DALI - from training to inference#

This tutorial presents the simple way of going from training to inference. We are focusing on a particular scenario: how to deploy a model, when it has been trained using DALI as a preprocessing tool. An example that constitutes this tutorial is the EfficientNet from DALI repository. This tutorial is split in two parts - Theory and Practice. Lastly, while we cover only the deployment of DALI preprocessing graph, we are using handful of other NVIDIA tools useful for setting up the inference. Documentation and links to those tools will be provided, but the specifics of these tools won’t be explained - should you like to know more details about them, please refer to the documentation.

Assumptions#

Since we are tackling a specific use-case in this tutorial, we will set up several assumptions:

  1. We are deploying an EfficientNet model, trained with PyTorch. The checkpoint is saved using torch.save and DALI has been used as a preprocessing tool.

  2. The input data to this model reflects the input data used during training. To be specific - we will infer on encoded images.

  3. The training script contains DALI model, implemented using DALI’s @pipeline_def decorator. Should you have the DALI pipeline implemented using other approach - please convert to @pipeline_def first.

  4. Triton Inference Server will be used to orchestrate the inference.

  5. The entire preprocessing part of the inference will happen on the server side (using the GPU to speed things up).

EXERCISE INPUT:
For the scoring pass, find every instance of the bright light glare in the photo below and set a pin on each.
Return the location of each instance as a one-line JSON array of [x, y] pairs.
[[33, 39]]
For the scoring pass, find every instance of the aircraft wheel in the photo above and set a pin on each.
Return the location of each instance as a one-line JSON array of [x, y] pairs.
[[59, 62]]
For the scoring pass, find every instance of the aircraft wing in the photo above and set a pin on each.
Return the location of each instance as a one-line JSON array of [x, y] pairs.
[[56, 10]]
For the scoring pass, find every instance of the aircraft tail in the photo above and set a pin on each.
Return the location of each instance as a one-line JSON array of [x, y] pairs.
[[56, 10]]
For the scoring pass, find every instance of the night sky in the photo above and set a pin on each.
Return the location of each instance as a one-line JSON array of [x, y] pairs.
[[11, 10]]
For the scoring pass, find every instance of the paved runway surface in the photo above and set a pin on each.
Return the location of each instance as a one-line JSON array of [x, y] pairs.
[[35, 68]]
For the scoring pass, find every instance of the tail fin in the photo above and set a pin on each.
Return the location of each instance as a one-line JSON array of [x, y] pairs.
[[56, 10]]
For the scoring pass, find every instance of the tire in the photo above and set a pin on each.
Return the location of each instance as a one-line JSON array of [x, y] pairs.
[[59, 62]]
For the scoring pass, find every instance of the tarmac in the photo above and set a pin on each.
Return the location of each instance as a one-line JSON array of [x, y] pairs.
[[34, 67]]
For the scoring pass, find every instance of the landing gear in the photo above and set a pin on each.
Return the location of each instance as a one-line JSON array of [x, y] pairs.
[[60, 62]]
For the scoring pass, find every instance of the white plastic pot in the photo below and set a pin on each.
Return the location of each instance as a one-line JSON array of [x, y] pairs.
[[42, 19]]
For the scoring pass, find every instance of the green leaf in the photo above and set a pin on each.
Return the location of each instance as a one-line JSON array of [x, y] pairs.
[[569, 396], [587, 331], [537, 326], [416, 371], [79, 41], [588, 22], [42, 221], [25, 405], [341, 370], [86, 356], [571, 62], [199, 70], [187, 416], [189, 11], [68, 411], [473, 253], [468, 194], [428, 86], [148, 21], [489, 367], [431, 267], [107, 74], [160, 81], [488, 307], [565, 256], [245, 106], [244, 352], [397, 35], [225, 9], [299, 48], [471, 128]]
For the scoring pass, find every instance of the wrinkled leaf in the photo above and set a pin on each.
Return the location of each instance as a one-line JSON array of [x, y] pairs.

WHAT YOU WILL DO:
1. Answer these from the DALI tutorial:
(a) Which model from the DALI repository serves as the tutorial's example?
(b) Which function is used to save the checkpoint?
(c) What will orchestrate the inference?
2. Gather every line of the records that contains the string "leaf". Case counts.

FULL ANSWERS:
1.
(a) EfficientNet
(b) torch.save
(c) Triton Inference Server

2.
For the scoring pass, find every instance of the green leaf in the photo above and set a pin on each.
For the scoring pass, find every instance of the wrinkled leaf in the photo above and set a pin on each.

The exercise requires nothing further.